[Activity] What lines of the data include the string "painted"? Copy them all.

Information shown Block Start

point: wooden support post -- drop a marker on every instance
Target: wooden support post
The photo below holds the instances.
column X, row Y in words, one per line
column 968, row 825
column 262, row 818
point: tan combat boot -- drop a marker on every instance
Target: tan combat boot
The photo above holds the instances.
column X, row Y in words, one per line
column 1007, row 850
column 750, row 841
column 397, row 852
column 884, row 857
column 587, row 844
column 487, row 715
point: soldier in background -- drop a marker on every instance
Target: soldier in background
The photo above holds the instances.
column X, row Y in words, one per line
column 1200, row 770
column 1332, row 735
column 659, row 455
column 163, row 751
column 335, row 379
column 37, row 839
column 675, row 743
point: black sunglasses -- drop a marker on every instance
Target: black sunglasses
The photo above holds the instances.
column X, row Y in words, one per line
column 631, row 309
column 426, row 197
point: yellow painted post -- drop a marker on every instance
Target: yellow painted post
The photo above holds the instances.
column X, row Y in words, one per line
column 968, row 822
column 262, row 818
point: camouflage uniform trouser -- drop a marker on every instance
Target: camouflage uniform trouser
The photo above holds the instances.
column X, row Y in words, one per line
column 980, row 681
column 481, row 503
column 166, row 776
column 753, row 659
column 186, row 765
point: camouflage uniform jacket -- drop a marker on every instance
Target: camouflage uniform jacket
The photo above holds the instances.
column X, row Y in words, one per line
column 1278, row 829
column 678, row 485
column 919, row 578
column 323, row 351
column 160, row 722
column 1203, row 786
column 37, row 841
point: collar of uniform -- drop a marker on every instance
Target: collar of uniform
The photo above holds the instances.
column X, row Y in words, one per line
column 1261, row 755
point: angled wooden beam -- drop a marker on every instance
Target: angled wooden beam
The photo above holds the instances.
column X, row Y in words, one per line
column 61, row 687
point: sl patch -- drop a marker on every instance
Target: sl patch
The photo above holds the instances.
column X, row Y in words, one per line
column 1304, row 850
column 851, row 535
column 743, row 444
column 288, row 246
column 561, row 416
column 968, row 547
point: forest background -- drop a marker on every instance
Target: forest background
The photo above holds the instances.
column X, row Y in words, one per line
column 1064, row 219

Information shown Block End

[Exercise solution]
point: yellow painted post -- drop a marker on every instance
Target: yellow painted post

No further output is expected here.